Referring expression pointing data
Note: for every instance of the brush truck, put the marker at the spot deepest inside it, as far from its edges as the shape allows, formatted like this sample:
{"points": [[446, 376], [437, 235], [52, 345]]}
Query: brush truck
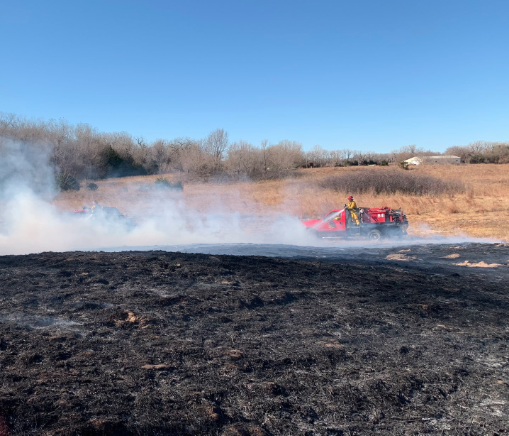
{"points": [[371, 223]]}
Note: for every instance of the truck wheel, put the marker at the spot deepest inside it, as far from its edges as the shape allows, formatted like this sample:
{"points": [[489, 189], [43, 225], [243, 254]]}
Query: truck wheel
{"points": [[375, 235]]}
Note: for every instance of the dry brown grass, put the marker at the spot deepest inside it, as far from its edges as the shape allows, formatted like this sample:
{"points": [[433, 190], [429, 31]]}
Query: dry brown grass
{"points": [[482, 211]]}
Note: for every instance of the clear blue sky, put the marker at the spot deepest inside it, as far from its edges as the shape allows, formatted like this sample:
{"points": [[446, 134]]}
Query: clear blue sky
{"points": [[367, 74]]}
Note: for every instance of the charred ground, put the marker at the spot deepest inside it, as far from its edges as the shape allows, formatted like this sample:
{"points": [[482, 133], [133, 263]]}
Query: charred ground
{"points": [[173, 343]]}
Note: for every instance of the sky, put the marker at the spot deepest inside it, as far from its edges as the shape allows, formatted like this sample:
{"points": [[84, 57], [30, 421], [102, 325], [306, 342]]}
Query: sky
{"points": [[365, 75]]}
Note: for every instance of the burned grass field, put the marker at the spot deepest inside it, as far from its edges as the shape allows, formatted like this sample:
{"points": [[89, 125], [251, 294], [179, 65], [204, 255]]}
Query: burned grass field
{"points": [[389, 341]]}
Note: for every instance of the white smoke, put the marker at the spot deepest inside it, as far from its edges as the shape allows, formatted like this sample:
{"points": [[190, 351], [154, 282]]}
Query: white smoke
{"points": [[30, 223]]}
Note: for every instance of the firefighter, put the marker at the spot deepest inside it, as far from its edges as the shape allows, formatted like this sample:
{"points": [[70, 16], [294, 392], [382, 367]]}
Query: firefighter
{"points": [[352, 208]]}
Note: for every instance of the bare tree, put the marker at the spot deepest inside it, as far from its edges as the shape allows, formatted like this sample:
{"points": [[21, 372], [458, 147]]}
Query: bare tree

TASK TO COMPLETE
If a line in the data holds the word "bare", count it, then state the total alone.

PROBLEM SOLUTION
2